Exercise
Could the data underneath be repeated exactly, in full?

(Point-per-instance localization data)
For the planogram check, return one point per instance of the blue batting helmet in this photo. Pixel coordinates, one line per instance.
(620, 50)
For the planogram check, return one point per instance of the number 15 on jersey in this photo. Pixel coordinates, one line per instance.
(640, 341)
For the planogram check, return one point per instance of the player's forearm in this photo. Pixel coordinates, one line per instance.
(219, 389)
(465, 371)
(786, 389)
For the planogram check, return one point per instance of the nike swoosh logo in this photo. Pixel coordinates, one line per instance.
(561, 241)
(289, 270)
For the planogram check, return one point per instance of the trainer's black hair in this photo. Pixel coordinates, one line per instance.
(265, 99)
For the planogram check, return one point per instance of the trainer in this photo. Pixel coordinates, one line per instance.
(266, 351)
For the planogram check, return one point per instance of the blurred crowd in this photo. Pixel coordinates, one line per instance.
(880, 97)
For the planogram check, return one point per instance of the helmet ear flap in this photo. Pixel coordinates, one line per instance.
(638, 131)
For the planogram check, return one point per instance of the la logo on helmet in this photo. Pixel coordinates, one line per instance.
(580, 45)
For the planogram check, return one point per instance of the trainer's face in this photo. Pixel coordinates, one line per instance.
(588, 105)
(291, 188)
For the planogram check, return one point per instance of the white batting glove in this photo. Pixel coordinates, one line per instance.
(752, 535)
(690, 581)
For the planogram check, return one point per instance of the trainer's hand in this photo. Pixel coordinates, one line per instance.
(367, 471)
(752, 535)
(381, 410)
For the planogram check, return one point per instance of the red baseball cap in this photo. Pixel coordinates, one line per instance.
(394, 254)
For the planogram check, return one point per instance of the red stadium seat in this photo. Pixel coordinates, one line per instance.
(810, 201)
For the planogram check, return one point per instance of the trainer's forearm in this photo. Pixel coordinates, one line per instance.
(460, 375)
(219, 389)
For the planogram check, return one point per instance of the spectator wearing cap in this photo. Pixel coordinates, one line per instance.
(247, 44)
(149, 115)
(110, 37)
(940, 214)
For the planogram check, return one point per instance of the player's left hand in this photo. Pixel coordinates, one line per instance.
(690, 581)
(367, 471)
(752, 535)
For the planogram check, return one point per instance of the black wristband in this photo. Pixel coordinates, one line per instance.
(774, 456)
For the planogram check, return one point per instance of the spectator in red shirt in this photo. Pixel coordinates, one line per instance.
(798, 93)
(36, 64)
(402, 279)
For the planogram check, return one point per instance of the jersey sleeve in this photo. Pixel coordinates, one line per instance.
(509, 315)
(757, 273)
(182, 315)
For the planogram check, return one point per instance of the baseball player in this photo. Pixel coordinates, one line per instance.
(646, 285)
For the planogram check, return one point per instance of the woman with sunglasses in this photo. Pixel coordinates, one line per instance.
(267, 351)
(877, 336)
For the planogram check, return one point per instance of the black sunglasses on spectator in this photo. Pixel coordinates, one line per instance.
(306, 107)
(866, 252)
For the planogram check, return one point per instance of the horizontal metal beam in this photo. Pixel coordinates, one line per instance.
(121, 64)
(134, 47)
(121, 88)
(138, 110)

Result for this task
For the planogram check, return one point per instance of the blue batting helmet in this photo. Pixel coordinates, one line per instance.
(620, 50)
For the planogram check, return one point per instance of the number 15 on jersey in this photo. Pixel coordinates, one line per instance.
(640, 341)
For the planogram check, return one point per instance of the player's forearm in this photo. Pixel coordinates, one line per instance.
(219, 389)
(465, 371)
(786, 389)
For the planogram check, return one point per instance of the nike swoosh logo in this photo. Pixel coordinates, one line per instance.
(561, 241)
(289, 270)
For the planogram check, return one point per instance of the trainer's black hair in this photo. Pixel coordinates, one line per instance.
(265, 99)
For the planogram check, return one point per instance of the trainer in this photo. Pixel coordinates, one line per instance.
(266, 351)
For the planogram check, return one point per instance of the blurred crowd in this photo. Pixel coordinates, one line per instance.
(880, 97)
For the planogram check, return one point per instance of the helmet ear flap in this photo. Pixel coordinates, one line per instance.
(638, 131)
For the planogram check, return one point per instance of the la logo on helmet in this photo. Pixel coordinates, one line per instance.
(580, 45)
For the planogram check, return one point per instance of the trainer's face in this photo. Pixel coordinates, one line per instance.
(588, 105)
(291, 188)
For the planogram check, return one point per instance of the white batting glove in this photo. Pixel coordinates, one line per instance.
(752, 535)
(690, 581)
For the planogram check, return one point per instance of the trainer's hand in this photo. Pixel coordinates, one line per instance.
(367, 471)
(752, 535)
(381, 410)
For the planogram check, return one point per instance of the red baseball cap in this photo. Pixel coordinates, one line per instance.
(394, 254)
For the planogram check, return one point per instance of the red stadium seat in this photo. Pixel coordinates, one line per instance.
(810, 201)
For the planogram check, return one point per instance of the trainer's forearm in this photo. Pixel coordinates, one line per instance.
(460, 375)
(219, 389)
For the planogram check, return one point per instance of the spectator wearing cap in this photo. Pixel coordinates, one line per instance.
(247, 44)
(149, 115)
(110, 37)
(940, 214)
For the planogram check, return one point per instance of the player's left hand in this photo. Pixel coordinates, one line per instance.
(690, 581)
(367, 471)
(752, 535)
For the planogram check, return one point per instance of the black wristband in this photo. Pixel coordinates, one line per instance.
(774, 456)
For the planogram check, return one point per instance of the spectator in red shirt in this photo. Pixel coordinates, one line per instance.
(798, 93)
(36, 64)
(402, 279)
For the planogram check, return one point per instance of the jersey sleeve in this photo. Pixel coordinates, one line per instance.
(509, 315)
(757, 273)
(182, 315)
For the planogram check, return one point per instance of the baseball player in this photo. Pixel coordinates, one line per instance.
(646, 285)
For the planogram check, return one point per instance of the woman with sunglasses in this photo. Pixel coordinates, one line per instance.
(267, 351)
(877, 336)
For the planogram check, return one point per instance of the black sunglasses on spectator in this photo. Pixel coordinates, one line per instance.
(306, 107)
(866, 252)
For the planogram check, return one point per instance of the horizontal metal beam in this photo. Pixel coordinates, one line per instance.
(121, 64)
(134, 47)
(121, 88)
(138, 110)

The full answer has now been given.